### What needs to be done
Return every one of the following rows word for word, with no line altered, added, or left out.

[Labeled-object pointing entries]
------------------------------
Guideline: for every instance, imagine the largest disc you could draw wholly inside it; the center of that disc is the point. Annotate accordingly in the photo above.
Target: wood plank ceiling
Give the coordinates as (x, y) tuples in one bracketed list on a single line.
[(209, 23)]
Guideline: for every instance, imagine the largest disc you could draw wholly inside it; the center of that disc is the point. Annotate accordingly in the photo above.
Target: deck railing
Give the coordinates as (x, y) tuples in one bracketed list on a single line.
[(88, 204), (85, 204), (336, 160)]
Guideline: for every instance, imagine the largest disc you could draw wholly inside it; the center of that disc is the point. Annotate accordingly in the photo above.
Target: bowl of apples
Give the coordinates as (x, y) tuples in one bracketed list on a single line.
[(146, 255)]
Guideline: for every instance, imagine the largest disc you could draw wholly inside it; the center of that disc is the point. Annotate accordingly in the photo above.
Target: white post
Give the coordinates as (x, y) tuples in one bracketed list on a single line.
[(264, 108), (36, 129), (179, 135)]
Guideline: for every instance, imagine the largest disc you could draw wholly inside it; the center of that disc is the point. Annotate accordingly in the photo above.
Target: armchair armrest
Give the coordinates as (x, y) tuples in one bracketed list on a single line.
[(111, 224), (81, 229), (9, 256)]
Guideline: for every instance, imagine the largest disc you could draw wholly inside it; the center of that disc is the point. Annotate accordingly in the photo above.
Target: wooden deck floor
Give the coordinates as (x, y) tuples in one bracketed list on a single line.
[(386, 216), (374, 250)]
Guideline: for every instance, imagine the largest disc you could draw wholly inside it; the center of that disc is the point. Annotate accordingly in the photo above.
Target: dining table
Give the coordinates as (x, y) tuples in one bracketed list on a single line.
------------------------------
### Answer to this problem
Guideline: for every instance, imagine the largest disc you could draw wholly inside it; the center of that disc is the point. Annotate accordingly in the photo above.
Target: wood plank ceiling
Give the coordinates as (x, y) tuples in one bracketed list on a single line.
[(209, 23)]
Guideline: for every instance, imagine the largest disc you could draw wholly inside it; the center of that disc is the point. Annotate accordingly in the photo above.
Target: deck railing
Give the coordinates as (x, y) tuples in one bracketed list on a single line.
[(88, 204), (85, 204), (336, 160)]
Guideline: for every instance, imagine the largest disc you could draw wholly inside it; the center of that disc is the point. Annotate accordingly in the photo above.
Target: bowl of apples
Give the coordinates as (x, y) tuples in one bracketed list on a single line.
[(146, 255)]
Guideline: for every instance, imagine the largest disc you could draw wholly inside it; the center of that disc is the point. Annotate accordingly in the photo above.
Target: white post
Give the coordinates as (x, y) tuples in one bracketed list on a single line.
[(264, 108), (36, 129), (179, 135)]
Guideline: for every instance, imagine the largest disc you could draw wholly inside it; the center of that disc is the point. Annotate accordingly in the photo above.
Target: armchair armrest
Give the coordinates as (x, y) tuples in one bracketed list on a single line.
[(111, 224), (81, 229), (9, 256)]
Guideline: for every instance, imagine the largest disc you could draw wholly inside it; the center of that disc is the point. Annotate accordingly in the photo above.
Target: wooden deck floor
Give the coordinates as (x, y) tuples in one bracketed list on a single line.
[(386, 216), (374, 250)]
Guideline: for every instance, imagine the largest disc you could draw wholly inside it; the center of that disc is the point. Annotate accordingly in the photo above.
Target: dining table
Give the coordinates as (x, y) tuples in one bracketed list on a single line.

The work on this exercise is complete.